# [Selected passage]

SELECT bikes_count, AVG(duration) AS duration FROM `bigquery-public-data`.london_bicycles.cycle_hire JOIN `bigquery-public-data`.london_bicycles.cycle_stations ON cycle_hire.start_station_name = cycle_stations.name GROUP BY bikes_count

Visualize your data in Looker Studio.

We notice that the relationship is noisy with no visible trend (compare against hour-of-day, for example). This indicates that the number of bicycles is not a good feature.

Task 2. Create a training dataset

Based on the exploration of the bicycles dataset and the relationship of various columns to the label column, we can prepare the training dataset by pulling out the selected features and the label:

SELECT duration, start_station_name, CAST(EXTRACT(dayofweek FROM start_date) AS STRING) AS dayofweek, CAST(EXTRACT(hour FROM start_date) AS STRING) AS hourofday FROM `bigquery-public-data`.london_bicycles.cycle_hire

Feature columns have to be either numeric (INT64, FLOAT64, etc.) or categorical (STRING). If the feature is numeric but needs to be treated as categorical, we need to cast it as a string -- this explains why we casted the dayofweek and hourofday columns which are integers (in the ranges 1-7 and 0-23, respectively) into strings.

# [Source records]
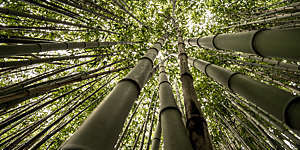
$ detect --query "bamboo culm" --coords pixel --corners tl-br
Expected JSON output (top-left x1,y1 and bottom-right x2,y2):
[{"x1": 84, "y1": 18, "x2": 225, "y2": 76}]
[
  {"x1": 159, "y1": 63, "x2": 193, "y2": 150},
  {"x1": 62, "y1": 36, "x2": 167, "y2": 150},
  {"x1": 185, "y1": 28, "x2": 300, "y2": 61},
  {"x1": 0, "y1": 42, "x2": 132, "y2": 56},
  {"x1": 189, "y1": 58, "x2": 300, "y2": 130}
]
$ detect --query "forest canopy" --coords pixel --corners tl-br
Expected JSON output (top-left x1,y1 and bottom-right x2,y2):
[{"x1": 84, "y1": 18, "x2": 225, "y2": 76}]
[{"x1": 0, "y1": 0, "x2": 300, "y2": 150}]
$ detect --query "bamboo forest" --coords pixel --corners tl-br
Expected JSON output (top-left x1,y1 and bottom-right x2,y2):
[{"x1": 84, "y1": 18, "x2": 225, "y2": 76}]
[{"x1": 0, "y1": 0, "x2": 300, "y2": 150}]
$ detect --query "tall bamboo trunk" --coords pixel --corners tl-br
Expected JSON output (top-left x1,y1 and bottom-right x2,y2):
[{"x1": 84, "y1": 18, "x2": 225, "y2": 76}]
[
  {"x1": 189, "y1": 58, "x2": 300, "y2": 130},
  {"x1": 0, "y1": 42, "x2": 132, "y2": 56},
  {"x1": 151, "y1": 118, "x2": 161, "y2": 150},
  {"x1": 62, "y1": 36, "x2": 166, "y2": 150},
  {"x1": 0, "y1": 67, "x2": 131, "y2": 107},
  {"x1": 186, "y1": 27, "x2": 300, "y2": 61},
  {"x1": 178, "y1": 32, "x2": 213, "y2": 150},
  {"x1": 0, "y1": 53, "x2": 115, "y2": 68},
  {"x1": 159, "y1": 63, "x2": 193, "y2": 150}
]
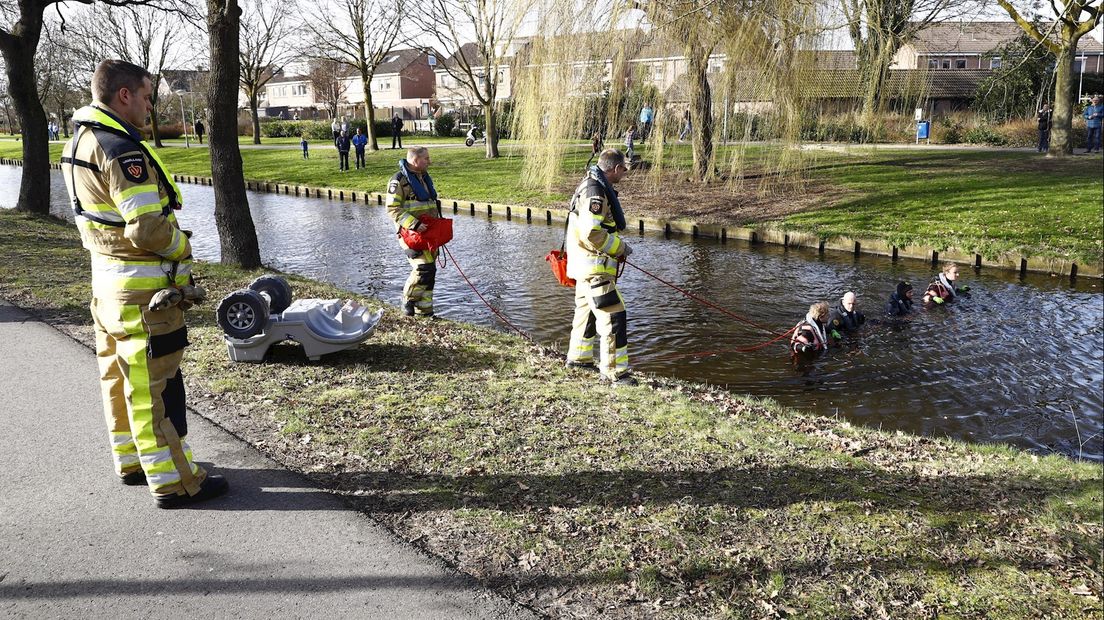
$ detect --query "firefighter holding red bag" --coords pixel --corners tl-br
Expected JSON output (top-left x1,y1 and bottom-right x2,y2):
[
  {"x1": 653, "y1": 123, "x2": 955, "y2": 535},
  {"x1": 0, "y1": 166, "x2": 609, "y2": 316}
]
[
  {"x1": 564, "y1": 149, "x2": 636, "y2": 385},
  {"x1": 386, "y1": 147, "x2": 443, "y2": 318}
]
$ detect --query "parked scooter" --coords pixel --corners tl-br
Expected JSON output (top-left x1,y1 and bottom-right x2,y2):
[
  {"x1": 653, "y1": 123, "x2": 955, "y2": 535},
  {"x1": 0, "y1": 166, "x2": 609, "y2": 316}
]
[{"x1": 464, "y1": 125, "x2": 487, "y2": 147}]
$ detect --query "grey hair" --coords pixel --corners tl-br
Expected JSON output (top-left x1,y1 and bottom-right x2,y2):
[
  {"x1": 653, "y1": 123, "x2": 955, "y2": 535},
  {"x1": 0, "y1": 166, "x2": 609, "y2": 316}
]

# [Written exercise A]
Write out the whole passage on the London bicycle hire data, word for word.
# [Written exercise B]
How many lines in the rows contain the string "detect"? Reply with the number alone.

# [Task solution A]
SELECT bikes_count, AVG(duration) AS duration FROM `bigquery-public-data`.london_bicycles.cycle_hire JOIN `bigquery-public-data`.london_bicycles.cycle_stations ON cycle_hire.start_station_name = cycle_stations.name GROUP BY bikes_count

Visualize your data in Looker Studio.

We notice that the relationship is noisy with no visible trend (compare against hour-of-day, for example). This indicates that the number of bicycles is not a good feature.

Task 2. Create a training dataset

Based on the exploration of the bicycles dataset and the relationship of various columns to the label column, we can prepare the training dataset by pulling out the selected features and the label:

SELECT duration, start_station_name, CAST(EXTRACT(dayofweek FROM start_date) AS STRING) AS dayofweek, CAST(EXTRACT(hour FROM start_date) AS STRING) AS hourofday FROM `bigquery-public-data`.london_bicycles.cycle_hire

Feature columns have to be either numeric (INT64, FLOAT64, etc.) or categorical (STRING). If the feature is numeric but needs to be treated as categorical, we need to cast it as a string -- this explains why we casted the dayofweek and hourofday columns which are integers (in the ranges 1-7 and 0-23, respectively) into strings.

# [Task solution B]
7